--- Instruction a ---
Answer these questions from the article on the AMD EPYC Milan-X leak, marking each answer as its question is marked:
(i) What technology is AMD generally expected to stack on Milan-X?
(ii) How many cores and threads does the EPYC 7773X have?
(iii) When is EPYC Genoa expected to arrive?

AMD EPYC Milan-X Leaks With 64 Cores, 3D V-Cache Rumored

Edit 8/25/2021 7pm pt: Correction made to reflect that the chips are predicted to use 3D V-Cache, not HBM.

Original Article: AMD released the EPYC 7003-series (Milan) processors for data centers a little over a year ago. However, the chipmaker is reportedly preparing a Milan overhaul that features 3D die stacking.

It's still unknown what kind of memory AMD will stack on Milan-X. However, the general consensus is that AMD will tap its new 3D V-Cache technology. This technique, as AMD demoed earlier this year, enables stacking an additional SRAM onto the chip to boost L3 capacity. We don't know exactly how much bandwidth or capacity since AMD hasn't revealed the design to the public yet.

AMD EPYC Milan-X Specifications*

Swipe to scroll horizontally

Processor	Cores / Threads	OPN
EPYC 7773X	64 / 128	100-000000504
EPYC 7573X	32 / 64	100-000000506
EPYC 7473X	24 / 48	100-000000507
EPYC 7373X	16 / 32	100-000000508

*Specifications are unconfirmed.

Hardware detective momomo_us has purportedly uncovered the specifications for Milan-X. The OPNs (Ordering Part Numbers) can be found in AMD's Product Master document, so we know that the product numbers are at least legit, though the jury is still out about whether they match the upcoming Milan-X variants. According to leaked information, Milan-X will in all likelihood launch under the EPYC 7073-series branding, which makes sense since Milan debuted under the 7003-series moniker.

The EPYC 7773X appears to be the flagship SKU for the Milan-X lineup. It's likely the Milan-X counterpart for the existing EPYC 7763. Therefore, the EPYC 7573X, 7473X and 7373X are probably equivalent to the EPYC 7543, 7443 and 7343, respectively. As per momomo_us' tip, Milan-X and Milan share the same core configurations as previously speculated. The clock speeds, on the other hand, remain a mystery. We did notice that there weren't any mentions of the 56-core, 48-core, 28-core or 8-core models for Milan-X. Nevertheless, it's plausible that momomo_us hasn't found them yet, or that AMD is merely strategically targeting certain price bands for what will likely be very pricey high-performance chips.

Given the design, Milan-X may be a stopgap response to Intel's forthcoming Sapphire Rapids with HBM memory. EPYC Genoa is AMD's hard hitter and the true rival to Sapphires Rapid. However, Genoa isn't expected to arrive until 2022.

TOPICS

Zhiye Liu is a news editor, memory reviewer, and SSD tester at Tom’s Hardware. Although he loves everything that’s hardware, he has a soft spot for CPUs, GPUs, and RAM.

4 Comments Comment from the forums

TechLurker

Now if AMD is able to include HBM with their top APUs on Desktop and Mobile, they'll really have something pretty vicious and effective. Use that HBM with the iGPU while gaming to reduce latency, or shift to using it for extra onboard cache before resorting to using the RAM. Even just 4GB would be pretty useful.

--- Records shown ---

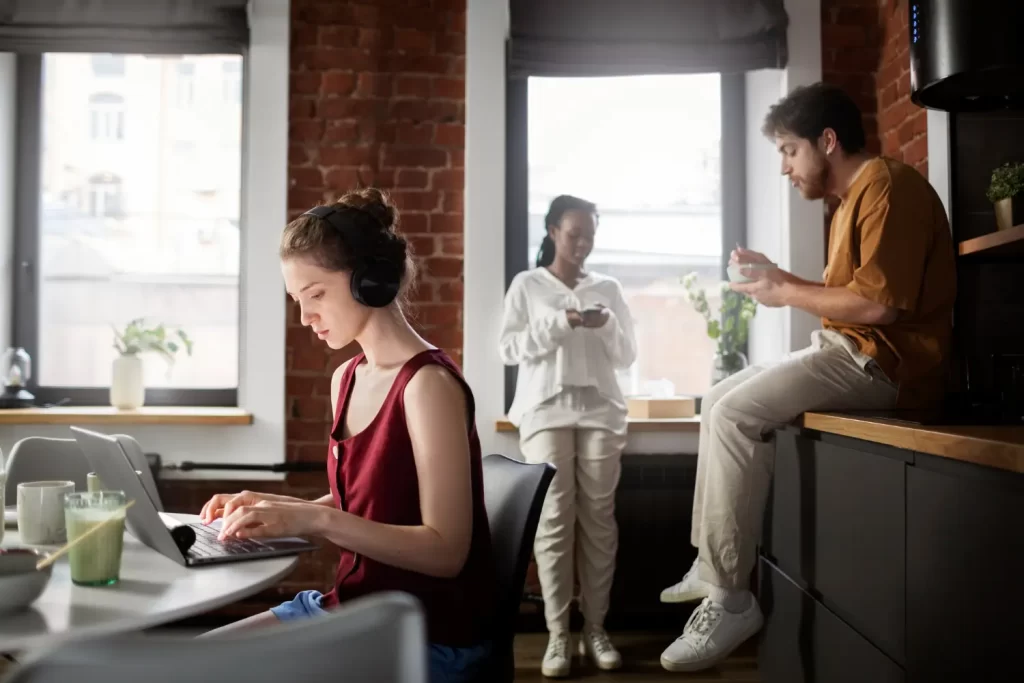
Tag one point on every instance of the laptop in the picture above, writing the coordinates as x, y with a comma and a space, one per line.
188, 544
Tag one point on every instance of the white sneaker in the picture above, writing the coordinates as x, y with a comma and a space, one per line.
556, 657
711, 635
690, 589
595, 643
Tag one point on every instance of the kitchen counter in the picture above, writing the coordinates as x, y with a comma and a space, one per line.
990, 445
872, 529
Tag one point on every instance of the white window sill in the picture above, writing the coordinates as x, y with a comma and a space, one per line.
105, 415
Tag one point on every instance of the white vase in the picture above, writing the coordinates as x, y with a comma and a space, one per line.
127, 387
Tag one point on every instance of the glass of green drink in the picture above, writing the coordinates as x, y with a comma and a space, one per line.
96, 560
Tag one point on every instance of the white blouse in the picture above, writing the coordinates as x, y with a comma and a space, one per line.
566, 377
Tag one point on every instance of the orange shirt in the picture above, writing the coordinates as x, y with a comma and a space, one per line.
890, 243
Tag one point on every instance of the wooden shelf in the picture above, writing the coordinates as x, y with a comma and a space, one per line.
997, 446
1000, 243
104, 415
634, 425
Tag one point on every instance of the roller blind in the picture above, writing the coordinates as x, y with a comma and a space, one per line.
636, 37
148, 27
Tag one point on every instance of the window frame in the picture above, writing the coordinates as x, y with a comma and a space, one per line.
25, 290
733, 108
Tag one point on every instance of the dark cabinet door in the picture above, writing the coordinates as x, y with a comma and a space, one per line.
804, 642
836, 524
965, 573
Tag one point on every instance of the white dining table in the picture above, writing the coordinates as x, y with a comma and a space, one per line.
154, 590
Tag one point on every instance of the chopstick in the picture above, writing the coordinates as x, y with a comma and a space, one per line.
46, 561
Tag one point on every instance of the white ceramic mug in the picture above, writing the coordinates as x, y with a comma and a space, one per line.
3, 488
40, 512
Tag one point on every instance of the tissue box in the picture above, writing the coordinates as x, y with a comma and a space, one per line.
660, 409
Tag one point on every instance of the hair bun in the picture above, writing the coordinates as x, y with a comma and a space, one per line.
375, 203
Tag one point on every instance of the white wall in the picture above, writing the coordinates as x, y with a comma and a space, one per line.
764, 207
781, 223
8, 136
938, 156
261, 384
486, 28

--- Instruction b ---
Arrange only the entries from the line containing "Tag one point on every instance of the hair" through the end of the entries as a numbered list, omitting blank lines.

--- Full response a ---
(i) Its 3D V-Cache technology.
(ii) 64 cores and 128 threads.
(iii) 2022.

--- Full response b ---
1. Tag one point on every instance of the hair bun in the picture above, writing the coordinates as x, y with a comma and a space, one per line.
2. 375, 203
3. Tag one point on every instance of the white wall in the picture above, writing the coordinates as x, y with a comma and a space, one per line.
4. 764, 207
5. 781, 223
6. 8, 136
7. 938, 156
8. 261, 384
9. 486, 28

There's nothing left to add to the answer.